--- start of Dataset extract ---

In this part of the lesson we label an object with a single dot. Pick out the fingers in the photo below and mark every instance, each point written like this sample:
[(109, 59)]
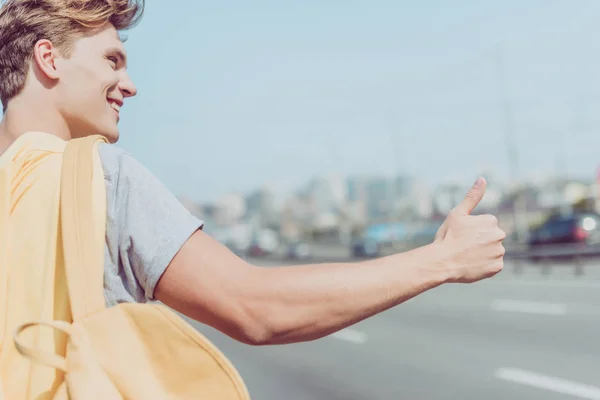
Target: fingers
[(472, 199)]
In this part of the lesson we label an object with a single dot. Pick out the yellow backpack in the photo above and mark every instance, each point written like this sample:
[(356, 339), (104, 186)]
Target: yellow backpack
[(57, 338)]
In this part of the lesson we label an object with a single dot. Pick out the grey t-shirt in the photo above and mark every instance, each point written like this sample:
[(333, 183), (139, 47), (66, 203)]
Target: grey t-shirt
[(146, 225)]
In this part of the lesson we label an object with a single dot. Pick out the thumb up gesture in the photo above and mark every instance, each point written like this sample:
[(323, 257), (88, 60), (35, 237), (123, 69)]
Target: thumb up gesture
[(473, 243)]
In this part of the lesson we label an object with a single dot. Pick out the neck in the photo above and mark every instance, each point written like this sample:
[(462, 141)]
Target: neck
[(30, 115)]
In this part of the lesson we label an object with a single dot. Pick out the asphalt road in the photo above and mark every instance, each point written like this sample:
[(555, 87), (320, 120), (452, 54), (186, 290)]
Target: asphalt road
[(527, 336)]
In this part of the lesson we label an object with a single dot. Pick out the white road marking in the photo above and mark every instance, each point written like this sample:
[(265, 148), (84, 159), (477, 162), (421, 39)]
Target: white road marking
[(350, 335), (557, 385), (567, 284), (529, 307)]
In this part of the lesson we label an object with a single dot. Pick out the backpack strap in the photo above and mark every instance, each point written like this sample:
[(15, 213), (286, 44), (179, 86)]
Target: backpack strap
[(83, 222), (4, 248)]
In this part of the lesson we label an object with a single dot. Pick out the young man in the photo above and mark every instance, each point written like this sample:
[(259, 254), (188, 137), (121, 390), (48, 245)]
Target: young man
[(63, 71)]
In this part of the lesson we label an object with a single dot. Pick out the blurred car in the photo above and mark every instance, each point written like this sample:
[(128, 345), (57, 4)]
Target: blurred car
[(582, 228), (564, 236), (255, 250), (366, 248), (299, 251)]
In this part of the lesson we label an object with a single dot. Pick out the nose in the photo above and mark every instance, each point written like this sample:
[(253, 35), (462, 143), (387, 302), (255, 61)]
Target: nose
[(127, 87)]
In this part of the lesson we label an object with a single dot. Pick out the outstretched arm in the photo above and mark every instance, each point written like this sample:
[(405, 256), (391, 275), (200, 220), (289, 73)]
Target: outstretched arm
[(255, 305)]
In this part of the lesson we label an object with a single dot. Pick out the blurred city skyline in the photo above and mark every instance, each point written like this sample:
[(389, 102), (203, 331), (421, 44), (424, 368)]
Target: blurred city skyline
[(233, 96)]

--- end of Dataset extract ---
--- start of Dataset extract ---

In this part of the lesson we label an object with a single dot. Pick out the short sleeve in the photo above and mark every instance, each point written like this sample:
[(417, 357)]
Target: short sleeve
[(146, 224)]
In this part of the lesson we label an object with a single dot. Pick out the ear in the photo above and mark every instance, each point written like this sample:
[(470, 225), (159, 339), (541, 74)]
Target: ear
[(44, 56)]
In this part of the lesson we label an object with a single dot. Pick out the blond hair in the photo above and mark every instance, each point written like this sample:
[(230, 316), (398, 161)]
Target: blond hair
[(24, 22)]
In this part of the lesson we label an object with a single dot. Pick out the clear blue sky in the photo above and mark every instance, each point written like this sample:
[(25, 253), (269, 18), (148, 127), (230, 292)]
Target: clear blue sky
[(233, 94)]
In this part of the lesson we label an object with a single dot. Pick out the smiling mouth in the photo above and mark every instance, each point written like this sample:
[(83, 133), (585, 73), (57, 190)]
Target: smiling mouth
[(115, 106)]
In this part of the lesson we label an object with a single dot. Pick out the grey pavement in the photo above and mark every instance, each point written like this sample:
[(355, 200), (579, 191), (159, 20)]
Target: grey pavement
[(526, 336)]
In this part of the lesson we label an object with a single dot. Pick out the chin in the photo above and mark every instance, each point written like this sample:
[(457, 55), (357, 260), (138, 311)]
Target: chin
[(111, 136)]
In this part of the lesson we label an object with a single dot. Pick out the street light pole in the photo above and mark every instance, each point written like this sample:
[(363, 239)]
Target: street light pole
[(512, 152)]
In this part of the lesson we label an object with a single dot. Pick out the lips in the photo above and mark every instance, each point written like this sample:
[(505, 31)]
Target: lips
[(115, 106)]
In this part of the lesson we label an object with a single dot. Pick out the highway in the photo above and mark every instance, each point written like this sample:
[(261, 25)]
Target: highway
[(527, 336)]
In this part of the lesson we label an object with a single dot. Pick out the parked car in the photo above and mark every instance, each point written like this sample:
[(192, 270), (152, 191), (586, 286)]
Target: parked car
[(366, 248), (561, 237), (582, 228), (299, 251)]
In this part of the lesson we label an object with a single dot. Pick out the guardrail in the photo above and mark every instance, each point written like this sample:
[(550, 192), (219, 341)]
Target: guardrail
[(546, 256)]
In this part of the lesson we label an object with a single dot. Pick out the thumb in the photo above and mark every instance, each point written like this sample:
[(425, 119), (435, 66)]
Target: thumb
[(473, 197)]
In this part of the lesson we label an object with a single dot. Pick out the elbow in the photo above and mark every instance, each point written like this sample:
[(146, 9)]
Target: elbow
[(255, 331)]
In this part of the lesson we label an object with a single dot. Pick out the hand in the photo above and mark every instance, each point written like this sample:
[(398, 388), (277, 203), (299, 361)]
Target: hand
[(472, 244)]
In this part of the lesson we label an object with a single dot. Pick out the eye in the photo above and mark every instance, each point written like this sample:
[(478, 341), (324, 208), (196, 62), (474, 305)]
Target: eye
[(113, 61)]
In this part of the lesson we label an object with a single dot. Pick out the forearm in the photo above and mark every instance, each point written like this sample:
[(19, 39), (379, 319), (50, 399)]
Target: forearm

--- end of Dataset extract ---

### Directions:
Count the lines of the data above that contain the word "smiling". Reply with the number only.

### Expected answer:
2